─── VORLIEGENDE DATENSÄTZE
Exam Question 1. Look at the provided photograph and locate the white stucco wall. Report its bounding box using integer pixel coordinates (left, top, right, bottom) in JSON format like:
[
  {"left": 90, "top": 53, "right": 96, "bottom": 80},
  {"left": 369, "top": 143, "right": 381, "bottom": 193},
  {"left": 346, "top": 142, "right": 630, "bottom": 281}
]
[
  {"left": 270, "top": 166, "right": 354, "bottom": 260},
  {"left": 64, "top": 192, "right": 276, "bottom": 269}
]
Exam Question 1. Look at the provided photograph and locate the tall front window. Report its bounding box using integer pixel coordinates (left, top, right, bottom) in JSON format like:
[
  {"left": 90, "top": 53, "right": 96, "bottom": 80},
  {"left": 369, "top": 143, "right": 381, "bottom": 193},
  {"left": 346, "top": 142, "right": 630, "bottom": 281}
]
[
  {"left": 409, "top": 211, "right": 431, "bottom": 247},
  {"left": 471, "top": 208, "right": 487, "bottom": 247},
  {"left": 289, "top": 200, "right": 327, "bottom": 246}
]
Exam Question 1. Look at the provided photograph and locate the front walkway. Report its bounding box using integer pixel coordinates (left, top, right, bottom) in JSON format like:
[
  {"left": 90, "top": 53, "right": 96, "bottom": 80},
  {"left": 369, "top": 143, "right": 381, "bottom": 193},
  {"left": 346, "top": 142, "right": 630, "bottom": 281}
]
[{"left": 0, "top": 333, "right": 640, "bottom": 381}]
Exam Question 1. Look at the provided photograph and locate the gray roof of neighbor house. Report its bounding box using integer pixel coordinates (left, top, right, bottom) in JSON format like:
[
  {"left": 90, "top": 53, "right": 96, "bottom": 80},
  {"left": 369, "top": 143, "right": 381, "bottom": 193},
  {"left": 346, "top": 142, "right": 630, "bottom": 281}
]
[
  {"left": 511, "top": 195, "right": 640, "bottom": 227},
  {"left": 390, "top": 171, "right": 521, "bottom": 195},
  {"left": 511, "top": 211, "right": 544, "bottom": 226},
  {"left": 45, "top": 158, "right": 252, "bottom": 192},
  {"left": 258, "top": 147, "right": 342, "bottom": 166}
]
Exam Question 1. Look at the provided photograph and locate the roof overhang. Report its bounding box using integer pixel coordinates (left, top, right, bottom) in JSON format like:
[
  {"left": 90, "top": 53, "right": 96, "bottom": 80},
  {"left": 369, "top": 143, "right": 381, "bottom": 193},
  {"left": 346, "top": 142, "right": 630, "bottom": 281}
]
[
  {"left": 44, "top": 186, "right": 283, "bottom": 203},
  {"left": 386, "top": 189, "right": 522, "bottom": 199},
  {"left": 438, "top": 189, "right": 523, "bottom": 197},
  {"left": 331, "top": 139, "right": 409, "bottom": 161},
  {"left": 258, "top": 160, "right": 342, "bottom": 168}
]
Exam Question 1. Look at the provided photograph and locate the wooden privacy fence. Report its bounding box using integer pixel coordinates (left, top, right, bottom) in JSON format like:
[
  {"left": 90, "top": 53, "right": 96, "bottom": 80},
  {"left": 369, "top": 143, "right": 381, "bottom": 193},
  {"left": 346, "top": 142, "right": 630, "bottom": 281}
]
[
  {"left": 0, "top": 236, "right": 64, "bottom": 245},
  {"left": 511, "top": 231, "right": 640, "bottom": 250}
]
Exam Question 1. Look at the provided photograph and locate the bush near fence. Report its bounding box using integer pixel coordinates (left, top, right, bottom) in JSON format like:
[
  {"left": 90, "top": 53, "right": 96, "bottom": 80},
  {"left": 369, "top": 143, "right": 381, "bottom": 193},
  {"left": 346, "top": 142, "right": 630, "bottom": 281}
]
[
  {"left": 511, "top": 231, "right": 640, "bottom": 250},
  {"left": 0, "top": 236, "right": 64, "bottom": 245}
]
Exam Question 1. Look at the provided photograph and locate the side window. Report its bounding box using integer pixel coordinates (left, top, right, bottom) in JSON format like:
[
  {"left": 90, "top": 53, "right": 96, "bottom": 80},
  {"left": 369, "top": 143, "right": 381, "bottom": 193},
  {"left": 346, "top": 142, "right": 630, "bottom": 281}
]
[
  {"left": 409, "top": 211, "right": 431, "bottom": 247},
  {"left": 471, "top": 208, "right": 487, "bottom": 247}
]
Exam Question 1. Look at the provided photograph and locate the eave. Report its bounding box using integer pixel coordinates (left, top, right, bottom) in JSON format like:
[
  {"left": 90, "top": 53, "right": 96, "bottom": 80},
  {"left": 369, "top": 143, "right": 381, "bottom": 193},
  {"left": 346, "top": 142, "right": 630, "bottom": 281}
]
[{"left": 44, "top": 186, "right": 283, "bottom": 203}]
──────
■ **ZIELSETZUNG**:
Gib sämtliche oben stehenden Datensätze Zeile für Zeile unverändert wieder.

■ **LÖSUNG**:
Exam Question 1. Look at the provided photograph and locate the white stucco wall. Report its bounding box using integer pixel coordinates (left, top, right, bottom) in JSON format like:
[
  {"left": 90, "top": 53, "right": 96, "bottom": 80},
  {"left": 369, "top": 143, "right": 381, "bottom": 193},
  {"left": 346, "top": 142, "right": 630, "bottom": 281}
]
[
  {"left": 270, "top": 166, "right": 354, "bottom": 260},
  {"left": 64, "top": 192, "right": 276, "bottom": 269}
]
Exam Question 1. Look at the provided photograph and locate the tall front window. Report its bounding box using integer pixel coordinates (left, top, right, bottom) in JSON format like:
[
  {"left": 90, "top": 53, "right": 96, "bottom": 80},
  {"left": 369, "top": 143, "right": 381, "bottom": 193},
  {"left": 346, "top": 142, "right": 630, "bottom": 281}
]
[
  {"left": 409, "top": 211, "right": 431, "bottom": 247},
  {"left": 471, "top": 208, "right": 487, "bottom": 247},
  {"left": 289, "top": 200, "right": 327, "bottom": 246}
]
Exam Question 1. Look at the provided photograph and locate the front walkway. Report its bounding box using integer pixel coordinates (left, top, right, bottom) in JSON format like:
[
  {"left": 90, "top": 53, "right": 96, "bottom": 80},
  {"left": 369, "top": 143, "right": 381, "bottom": 193},
  {"left": 346, "top": 142, "right": 630, "bottom": 281}
]
[{"left": 0, "top": 333, "right": 640, "bottom": 381}]
Exam Question 1. Look at the provided photograph and locate the gray roof of neighbor house. Report its bounding box using integer pixel coordinates (left, top, right, bottom) in JSON format like:
[
  {"left": 90, "top": 53, "right": 96, "bottom": 80},
  {"left": 369, "top": 143, "right": 381, "bottom": 193},
  {"left": 346, "top": 142, "right": 630, "bottom": 281}
]
[
  {"left": 511, "top": 195, "right": 640, "bottom": 227},
  {"left": 390, "top": 171, "right": 521, "bottom": 195},
  {"left": 511, "top": 211, "right": 544, "bottom": 226},
  {"left": 45, "top": 158, "right": 252, "bottom": 192},
  {"left": 258, "top": 147, "right": 342, "bottom": 166}
]
Exam Question 1. Look at the provided photograph and locate the roof overhang. Report its bounding box using integer pixel coordinates (left, top, right, bottom) in JSON format like:
[
  {"left": 90, "top": 53, "right": 96, "bottom": 80},
  {"left": 369, "top": 143, "right": 381, "bottom": 193},
  {"left": 346, "top": 142, "right": 630, "bottom": 281}
]
[
  {"left": 44, "top": 186, "right": 283, "bottom": 203},
  {"left": 386, "top": 189, "right": 522, "bottom": 199},
  {"left": 438, "top": 189, "right": 523, "bottom": 197},
  {"left": 331, "top": 139, "right": 409, "bottom": 161},
  {"left": 258, "top": 160, "right": 342, "bottom": 168}
]
Exam Question 1. Look at the provided photograph and locate the wooden privacy fence. Report its bounding box using integer pixel coordinates (left, top, right, bottom) in JSON format like:
[
  {"left": 90, "top": 53, "right": 96, "bottom": 80},
  {"left": 369, "top": 143, "right": 381, "bottom": 193},
  {"left": 346, "top": 142, "right": 630, "bottom": 281}
]
[
  {"left": 0, "top": 236, "right": 64, "bottom": 245},
  {"left": 511, "top": 231, "right": 640, "bottom": 250}
]
Exam Question 1. Look at the provided photograph and locate the bush near fence. Report its bounding box using integer pixel coordinates (left, top, right, bottom) in JSON format like:
[
  {"left": 90, "top": 53, "right": 96, "bottom": 80},
  {"left": 369, "top": 143, "right": 381, "bottom": 193},
  {"left": 346, "top": 142, "right": 630, "bottom": 281}
]
[
  {"left": 511, "top": 231, "right": 640, "bottom": 250},
  {"left": 0, "top": 236, "right": 64, "bottom": 245}
]
Exam Question 1. Look at the provided photograph and locate the side window. Report its bounding box using integer pixel coordinates (left, top, right, bottom) in JSON format like:
[
  {"left": 90, "top": 53, "right": 96, "bottom": 80},
  {"left": 369, "top": 143, "right": 381, "bottom": 193},
  {"left": 346, "top": 142, "right": 630, "bottom": 281}
]
[
  {"left": 409, "top": 211, "right": 431, "bottom": 247},
  {"left": 471, "top": 208, "right": 487, "bottom": 247}
]
Exam Question 1. Look at the provided photograph and locate the eave. Report its bounding box using integer pixel coordinates (left, top, right, bottom) in JSON format like:
[
  {"left": 90, "top": 53, "right": 96, "bottom": 80},
  {"left": 369, "top": 143, "right": 381, "bottom": 193},
  {"left": 346, "top": 142, "right": 630, "bottom": 281}
]
[{"left": 44, "top": 186, "right": 283, "bottom": 203}]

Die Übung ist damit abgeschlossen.